= EXERCISE MATERIAL =
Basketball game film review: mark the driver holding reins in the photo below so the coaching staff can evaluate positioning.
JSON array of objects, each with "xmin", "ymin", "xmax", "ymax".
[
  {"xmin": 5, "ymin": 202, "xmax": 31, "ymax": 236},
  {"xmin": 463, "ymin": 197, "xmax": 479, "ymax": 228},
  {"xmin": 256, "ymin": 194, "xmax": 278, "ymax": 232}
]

= WHAT YOU WILL DO =
Write the whole of the material out again, exactly.

= EXPECTED ANSWER =
Basketball game film review: mark the driver holding reins in the photo below so the coaching staff can evaluate positioning.
JSON array of objects, each with "xmin", "ymin", "xmax", "ymax".
[
  {"xmin": 5, "ymin": 202, "xmax": 31, "ymax": 236},
  {"xmin": 463, "ymin": 197, "xmax": 479, "ymax": 228},
  {"xmin": 256, "ymin": 194, "xmax": 278, "ymax": 232}
]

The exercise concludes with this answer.